Reproduce every record below exactly as it appears.

> **Records**:
※
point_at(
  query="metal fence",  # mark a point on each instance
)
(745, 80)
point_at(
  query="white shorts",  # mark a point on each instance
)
※
> **The reply**:
point_at(
  query="metal fence",  # mark a point on each instance
)
(745, 80)
point_at(
  query="white shorts",  # mark a point on each instance
)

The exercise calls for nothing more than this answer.